→ **DIRECTIONS**:
Can you reproduce, word for word, the lines of the material from the line with "Where can the utility wire be seen here?" to the line with "x=234, y=77", including both of those lines?

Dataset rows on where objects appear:
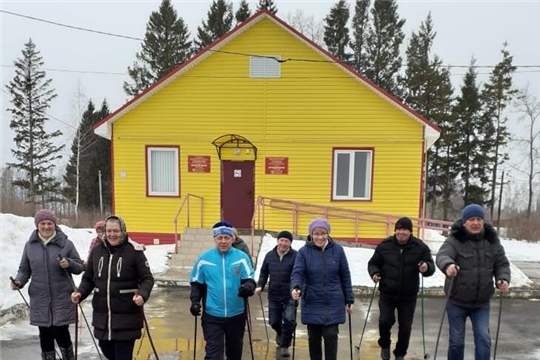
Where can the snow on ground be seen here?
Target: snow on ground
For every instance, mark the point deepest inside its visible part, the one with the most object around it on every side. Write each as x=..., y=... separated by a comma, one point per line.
x=15, y=230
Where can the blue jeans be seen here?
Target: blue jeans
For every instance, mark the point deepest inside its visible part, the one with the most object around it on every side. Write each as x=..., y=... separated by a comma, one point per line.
x=457, y=316
x=281, y=318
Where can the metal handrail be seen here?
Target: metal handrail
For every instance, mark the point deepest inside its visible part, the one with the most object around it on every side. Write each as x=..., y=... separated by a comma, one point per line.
x=186, y=202
x=327, y=211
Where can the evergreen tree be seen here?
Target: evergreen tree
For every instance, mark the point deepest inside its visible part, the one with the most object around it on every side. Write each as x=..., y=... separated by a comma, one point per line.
x=166, y=45
x=36, y=151
x=496, y=96
x=384, y=38
x=472, y=162
x=429, y=91
x=268, y=5
x=217, y=24
x=336, y=32
x=243, y=12
x=360, y=25
x=90, y=155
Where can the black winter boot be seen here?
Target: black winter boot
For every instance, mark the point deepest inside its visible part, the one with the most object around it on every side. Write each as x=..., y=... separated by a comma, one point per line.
x=48, y=355
x=67, y=353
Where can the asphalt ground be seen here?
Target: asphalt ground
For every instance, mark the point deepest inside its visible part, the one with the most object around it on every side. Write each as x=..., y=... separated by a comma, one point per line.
x=172, y=331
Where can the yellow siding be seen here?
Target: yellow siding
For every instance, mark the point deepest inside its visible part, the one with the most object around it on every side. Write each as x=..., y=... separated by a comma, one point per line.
x=312, y=108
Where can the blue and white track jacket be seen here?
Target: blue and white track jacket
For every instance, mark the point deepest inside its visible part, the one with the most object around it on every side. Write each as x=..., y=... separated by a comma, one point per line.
x=222, y=273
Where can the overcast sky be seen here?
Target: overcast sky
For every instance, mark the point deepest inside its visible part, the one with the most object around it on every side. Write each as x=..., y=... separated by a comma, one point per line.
x=464, y=29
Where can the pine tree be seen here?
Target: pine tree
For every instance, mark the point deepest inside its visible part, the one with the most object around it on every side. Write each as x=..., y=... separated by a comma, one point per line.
x=90, y=154
x=336, y=32
x=384, y=38
x=217, y=24
x=166, y=45
x=496, y=96
x=36, y=152
x=360, y=25
x=268, y=5
x=471, y=160
x=429, y=91
x=243, y=12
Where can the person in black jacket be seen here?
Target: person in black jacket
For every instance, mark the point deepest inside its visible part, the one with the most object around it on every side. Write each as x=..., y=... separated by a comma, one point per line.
x=471, y=258
x=396, y=263
x=119, y=275
x=278, y=264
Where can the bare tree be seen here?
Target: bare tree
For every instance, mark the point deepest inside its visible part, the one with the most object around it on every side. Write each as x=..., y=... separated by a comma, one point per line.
x=307, y=25
x=529, y=108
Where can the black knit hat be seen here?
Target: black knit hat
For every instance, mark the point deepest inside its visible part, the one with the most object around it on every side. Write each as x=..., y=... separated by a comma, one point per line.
x=403, y=223
x=286, y=234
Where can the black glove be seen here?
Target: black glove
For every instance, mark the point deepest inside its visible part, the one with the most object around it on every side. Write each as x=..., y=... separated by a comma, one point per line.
x=247, y=289
x=195, y=309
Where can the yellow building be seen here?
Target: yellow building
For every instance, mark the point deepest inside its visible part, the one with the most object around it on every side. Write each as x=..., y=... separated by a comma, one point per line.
x=267, y=129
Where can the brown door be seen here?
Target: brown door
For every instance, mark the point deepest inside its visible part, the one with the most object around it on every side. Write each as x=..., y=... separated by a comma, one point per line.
x=237, y=192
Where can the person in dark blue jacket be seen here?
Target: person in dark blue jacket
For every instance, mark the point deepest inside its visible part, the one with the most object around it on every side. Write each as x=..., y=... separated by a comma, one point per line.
x=278, y=264
x=396, y=265
x=321, y=277
x=222, y=278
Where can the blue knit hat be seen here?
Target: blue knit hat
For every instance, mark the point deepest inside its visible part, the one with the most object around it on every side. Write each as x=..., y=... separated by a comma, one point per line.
x=222, y=228
x=319, y=223
x=472, y=210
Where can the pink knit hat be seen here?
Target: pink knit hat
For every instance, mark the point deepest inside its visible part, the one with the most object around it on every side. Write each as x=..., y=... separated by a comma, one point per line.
x=43, y=215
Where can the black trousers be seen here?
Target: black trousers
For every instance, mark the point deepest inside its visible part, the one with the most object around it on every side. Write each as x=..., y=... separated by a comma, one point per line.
x=405, y=308
x=223, y=334
x=47, y=336
x=117, y=349
x=330, y=335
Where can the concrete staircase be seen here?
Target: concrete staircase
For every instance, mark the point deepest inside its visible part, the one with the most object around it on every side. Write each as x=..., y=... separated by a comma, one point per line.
x=194, y=242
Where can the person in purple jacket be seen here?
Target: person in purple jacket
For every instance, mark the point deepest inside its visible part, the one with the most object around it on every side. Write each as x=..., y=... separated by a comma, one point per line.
x=48, y=258
x=321, y=278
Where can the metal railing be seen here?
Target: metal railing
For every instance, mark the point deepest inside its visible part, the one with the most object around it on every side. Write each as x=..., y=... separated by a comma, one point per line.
x=297, y=208
x=186, y=204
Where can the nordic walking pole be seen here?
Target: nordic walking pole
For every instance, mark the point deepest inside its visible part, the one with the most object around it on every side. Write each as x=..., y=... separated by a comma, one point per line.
x=82, y=312
x=498, y=327
x=367, y=316
x=442, y=317
x=350, y=334
x=195, y=341
x=264, y=320
x=19, y=290
x=28, y=305
x=294, y=330
x=248, y=313
x=426, y=355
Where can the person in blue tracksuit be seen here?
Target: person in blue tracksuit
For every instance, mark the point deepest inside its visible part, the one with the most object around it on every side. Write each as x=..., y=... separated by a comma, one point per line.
x=322, y=278
x=222, y=278
x=278, y=264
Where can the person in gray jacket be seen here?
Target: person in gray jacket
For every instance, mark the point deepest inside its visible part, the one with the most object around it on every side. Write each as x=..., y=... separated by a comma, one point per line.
x=472, y=257
x=48, y=259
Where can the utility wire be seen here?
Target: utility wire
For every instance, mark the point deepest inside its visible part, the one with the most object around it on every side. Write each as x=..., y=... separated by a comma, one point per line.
x=234, y=77
x=70, y=26
x=244, y=54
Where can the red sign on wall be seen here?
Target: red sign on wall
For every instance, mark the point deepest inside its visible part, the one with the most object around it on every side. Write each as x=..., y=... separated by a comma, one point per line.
x=276, y=165
x=199, y=163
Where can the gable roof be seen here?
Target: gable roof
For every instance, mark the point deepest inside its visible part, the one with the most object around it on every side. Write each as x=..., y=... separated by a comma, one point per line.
x=104, y=127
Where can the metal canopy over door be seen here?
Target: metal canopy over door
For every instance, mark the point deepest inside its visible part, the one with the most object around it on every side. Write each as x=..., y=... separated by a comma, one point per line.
x=238, y=192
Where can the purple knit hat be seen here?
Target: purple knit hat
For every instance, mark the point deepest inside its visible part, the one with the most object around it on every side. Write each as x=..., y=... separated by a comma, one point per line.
x=319, y=223
x=43, y=215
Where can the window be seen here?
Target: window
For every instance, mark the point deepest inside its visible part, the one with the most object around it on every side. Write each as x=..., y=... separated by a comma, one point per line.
x=265, y=66
x=162, y=171
x=352, y=174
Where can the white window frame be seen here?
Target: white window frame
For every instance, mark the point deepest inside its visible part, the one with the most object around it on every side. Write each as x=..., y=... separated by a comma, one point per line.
x=176, y=172
x=368, y=174
x=267, y=64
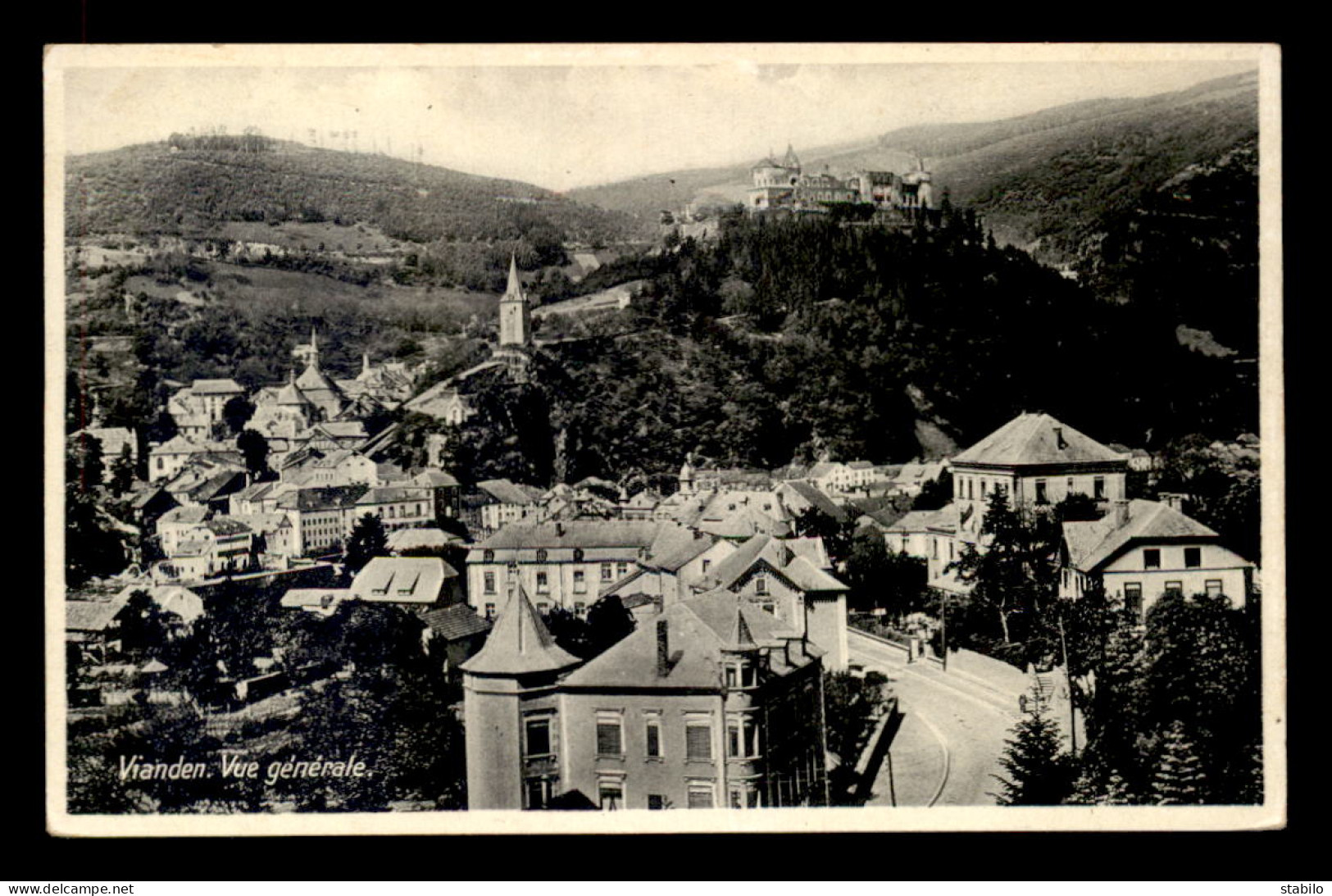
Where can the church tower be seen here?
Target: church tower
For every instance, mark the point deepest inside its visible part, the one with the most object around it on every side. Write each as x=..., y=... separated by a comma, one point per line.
x=515, y=315
x=511, y=712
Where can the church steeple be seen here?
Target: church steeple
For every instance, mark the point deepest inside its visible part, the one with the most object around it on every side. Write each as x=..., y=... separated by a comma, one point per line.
x=515, y=315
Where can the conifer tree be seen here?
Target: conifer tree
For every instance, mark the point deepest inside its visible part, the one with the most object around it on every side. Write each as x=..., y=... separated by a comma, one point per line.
x=368, y=539
x=1038, y=772
x=1179, y=779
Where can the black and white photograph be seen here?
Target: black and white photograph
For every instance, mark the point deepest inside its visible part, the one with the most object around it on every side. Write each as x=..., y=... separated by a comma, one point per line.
x=675, y=439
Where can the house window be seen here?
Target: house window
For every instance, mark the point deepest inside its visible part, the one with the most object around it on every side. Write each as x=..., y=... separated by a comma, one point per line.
x=1134, y=599
x=539, y=793
x=611, y=794
x=537, y=738
x=701, y=795
x=698, y=739
x=654, y=736
x=611, y=734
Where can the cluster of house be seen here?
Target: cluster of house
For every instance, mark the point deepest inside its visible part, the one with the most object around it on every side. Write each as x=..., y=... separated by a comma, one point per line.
x=782, y=184
x=1138, y=550
x=110, y=670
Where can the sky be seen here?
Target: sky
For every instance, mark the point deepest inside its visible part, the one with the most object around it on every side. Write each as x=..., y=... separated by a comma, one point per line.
x=568, y=116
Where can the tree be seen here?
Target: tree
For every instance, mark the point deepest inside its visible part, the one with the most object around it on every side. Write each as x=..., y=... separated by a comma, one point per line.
x=884, y=578
x=1038, y=772
x=368, y=539
x=1179, y=778
x=852, y=707
x=935, y=493
x=84, y=466
x=255, y=448
x=123, y=473
x=1012, y=577
x=571, y=631
x=607, y=623
x=236, y=413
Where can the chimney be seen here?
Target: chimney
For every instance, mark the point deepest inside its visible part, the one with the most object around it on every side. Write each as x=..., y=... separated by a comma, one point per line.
x=1174, y=499
x=662, y=648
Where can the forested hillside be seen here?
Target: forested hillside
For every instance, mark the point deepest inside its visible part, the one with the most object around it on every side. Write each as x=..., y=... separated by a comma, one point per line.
x=188, y=189
x=806, y=339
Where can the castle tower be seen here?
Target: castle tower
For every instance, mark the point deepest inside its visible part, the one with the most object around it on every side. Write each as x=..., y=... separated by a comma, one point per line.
x=507, y=699
x=515, y=315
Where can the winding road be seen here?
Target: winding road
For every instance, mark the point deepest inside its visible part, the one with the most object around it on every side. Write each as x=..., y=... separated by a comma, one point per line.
x=952, y=738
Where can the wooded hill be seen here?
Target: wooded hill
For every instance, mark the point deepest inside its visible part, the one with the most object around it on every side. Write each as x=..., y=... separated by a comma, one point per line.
x=1052, y=181
x=172, y=189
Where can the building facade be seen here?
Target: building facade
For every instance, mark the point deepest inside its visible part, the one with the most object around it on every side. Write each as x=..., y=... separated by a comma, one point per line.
x=713, y=706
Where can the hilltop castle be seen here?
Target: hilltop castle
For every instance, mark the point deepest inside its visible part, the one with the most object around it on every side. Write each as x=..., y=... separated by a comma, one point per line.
x=784, y=185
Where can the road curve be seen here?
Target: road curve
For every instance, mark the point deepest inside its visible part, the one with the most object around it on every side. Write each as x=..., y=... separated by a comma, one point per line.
x=971, y=722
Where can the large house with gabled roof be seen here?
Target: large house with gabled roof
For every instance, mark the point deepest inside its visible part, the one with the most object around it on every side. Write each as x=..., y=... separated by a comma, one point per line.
x=1143, y=550
x=714, y=704
x=1037, y=461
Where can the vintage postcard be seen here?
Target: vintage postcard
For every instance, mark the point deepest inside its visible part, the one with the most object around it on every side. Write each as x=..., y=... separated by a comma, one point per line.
x=675, y=439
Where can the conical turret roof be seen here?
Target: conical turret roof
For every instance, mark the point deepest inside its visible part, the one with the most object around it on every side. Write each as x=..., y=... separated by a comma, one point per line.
x=513, y=292
x=520, y=644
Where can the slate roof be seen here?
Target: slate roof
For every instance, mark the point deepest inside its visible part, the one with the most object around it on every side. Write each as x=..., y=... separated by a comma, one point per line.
x=1034, y=439
x=454, y=622
x=505, y=492
x=216, y=386
x=1093, y=544
x=227, y=526
x=434, y=480
x=579, y=533
x=920, y=521
x=520, y=644
x=170, y=598
x=402, y=580
x=814, y=497
x=404, y=539
x=189, y=516
x=698, y=631
x=91, y=616
x=325, y=599
x=799, y=559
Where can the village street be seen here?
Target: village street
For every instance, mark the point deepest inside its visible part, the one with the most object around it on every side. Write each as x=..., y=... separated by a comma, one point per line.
x=952, y=736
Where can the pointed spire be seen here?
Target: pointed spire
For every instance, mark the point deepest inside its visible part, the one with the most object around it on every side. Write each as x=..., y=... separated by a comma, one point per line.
x=520, y=644
x=741, y=634
x=513, y=292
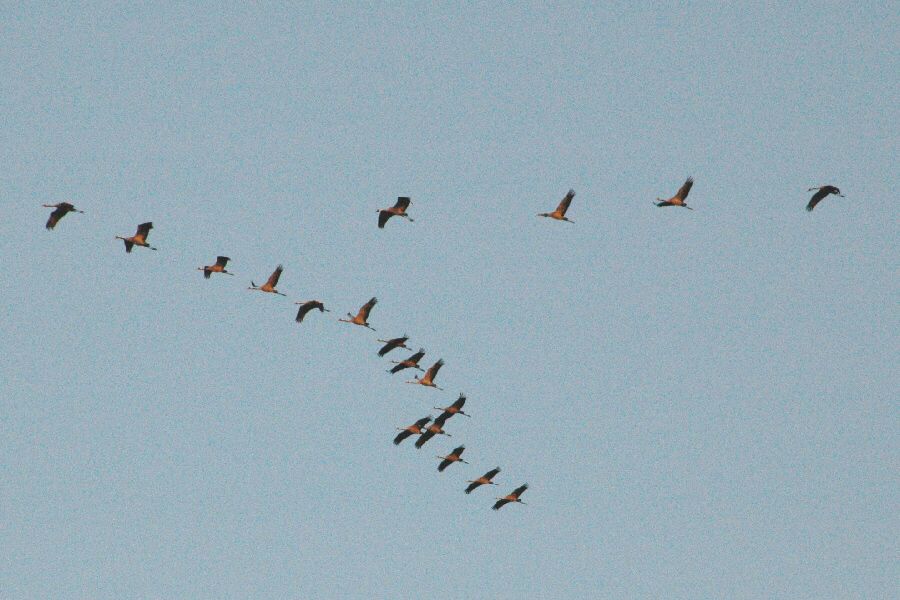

→ **RESULT FOR THIS EXERCISE**:
Where can the utility wire be seen here?
Target: utility wire
For every instance, mark the point deepest inside its visible part, the one with the most object around it on every side. Write each as x=..., y=... separated by a comma, one point per line.
x=234, y=77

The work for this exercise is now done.